• What you are asked to do:
Write out each of the items below word for word, changing nothing.

• Extracted material:

--- start ---

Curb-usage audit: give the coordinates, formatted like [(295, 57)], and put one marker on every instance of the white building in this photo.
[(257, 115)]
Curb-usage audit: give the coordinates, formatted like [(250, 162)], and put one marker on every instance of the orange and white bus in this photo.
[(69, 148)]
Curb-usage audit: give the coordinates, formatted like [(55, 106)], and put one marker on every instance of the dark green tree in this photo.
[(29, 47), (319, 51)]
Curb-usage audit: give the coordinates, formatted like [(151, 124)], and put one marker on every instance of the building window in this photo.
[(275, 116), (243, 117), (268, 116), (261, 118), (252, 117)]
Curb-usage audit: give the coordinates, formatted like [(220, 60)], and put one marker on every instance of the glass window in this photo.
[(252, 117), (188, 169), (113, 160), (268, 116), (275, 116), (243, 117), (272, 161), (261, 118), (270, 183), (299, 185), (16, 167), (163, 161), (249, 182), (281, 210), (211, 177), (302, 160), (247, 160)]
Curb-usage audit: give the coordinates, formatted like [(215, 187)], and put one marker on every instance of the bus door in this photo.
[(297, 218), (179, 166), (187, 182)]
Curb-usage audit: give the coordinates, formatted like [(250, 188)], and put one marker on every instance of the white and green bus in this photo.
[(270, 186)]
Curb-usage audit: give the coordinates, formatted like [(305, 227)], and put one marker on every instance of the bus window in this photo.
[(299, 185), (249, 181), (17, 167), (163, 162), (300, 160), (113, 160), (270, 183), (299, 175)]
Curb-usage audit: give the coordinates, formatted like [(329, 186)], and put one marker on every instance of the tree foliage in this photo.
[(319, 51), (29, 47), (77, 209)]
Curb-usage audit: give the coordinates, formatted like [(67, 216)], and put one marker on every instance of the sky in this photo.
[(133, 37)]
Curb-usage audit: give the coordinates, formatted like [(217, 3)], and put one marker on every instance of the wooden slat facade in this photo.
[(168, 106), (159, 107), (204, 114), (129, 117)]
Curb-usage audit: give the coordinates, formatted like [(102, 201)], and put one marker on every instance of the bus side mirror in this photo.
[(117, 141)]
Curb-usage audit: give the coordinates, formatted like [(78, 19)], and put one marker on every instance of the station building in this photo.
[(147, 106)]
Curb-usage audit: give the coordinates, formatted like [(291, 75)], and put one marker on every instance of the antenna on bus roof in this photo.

--- end ---

• Exercise answer:
Curb-usage audit: give the coordinates, formatted like [(295, 57)], and put one marker on every instance of the white building in this photo.
[(257, 115)]
Curb-usage audit: give the coordinates, formatted like [(250, 162)], and put one marker on every instance of the orange and white bus in this photo.
[(69, 148)]
Curb-usage audit: give the coordinates, formatted like [(55, 106)], and put one marker on every instance of the dark green tree in this photo.
[(29, 47), (319, 51)]
Curb-usage audit: give the coordinates, formatted like [(151, 124)], and put one marker on every instance of the building window in this photo.
[(275, 116), (243, 117), (268, 116), (261, 118), (252, 117)]
Curb-usage audit: give the coordinates, formatted like [(220, 60)], and put one marker on every instance of the glass window in this photo.
[(252, 117), (188, 169), (113, 160), (268, 116), (275, 116), (243, 117), (272, 161), (261, 118), (270, 183), (299, 185), (16, 167), (163, 161), (249, 182), (281, 210), (211, 177), (302, 160), (247, 160)]
Curb-usage audit: give the coordinates, formatted like [(215, 187)], and put one marker on every instance of the bus door in this photo.
[(297, 218), (179, 166), (187, 182)]
Curb-usage audit: give the coordinates, formatted like [(250, 188)], and put one marker on every instance of the white and green bus in this photo.
[(270, 186)]
Curb-usage audit: give the coordinates, formatted like [(305, 227)], and put one marker on every instance of the bus window in this photo.
[(299, 185), (249, 181), (17, 167), (163, 162), (300, 160), (113, 160), (270, 183), (299, 175)]
Curb-usage audit: give the coordinates, formatted like [(329, 186)], and put one marker on every instance of the tree foliage in this photo.
[(319, 51), (29, 47), (77, 209)]
Curb-usage audit: give the coordinates, formatted like [(67, 216)], and put one marker on every instance of the sky in this photo.
[(133, 37)]
Curb-usage audit: give the coordinates, formatted like [(217, 3)], and put one marker on every instance of the wooden slat facade in this photo.
[(168, 106), (159, 107), (204, 114), (129, 117)]
Curb-usage audit: give the coordinates, formatted like [(102, 201)], and put one marker on every instance of the bus side mirror in this photo.
[(117, 141)]
Curb-usage audit: give the coordinates, formatted like [(78, 19)], and put one marker on every instance of the station building in this photo.
[(147, 106)]
Curb-usage audit: give the coordinates, formatted like [(291, 75)], and put one marker on every instance of the antenna on bus roof in this photo.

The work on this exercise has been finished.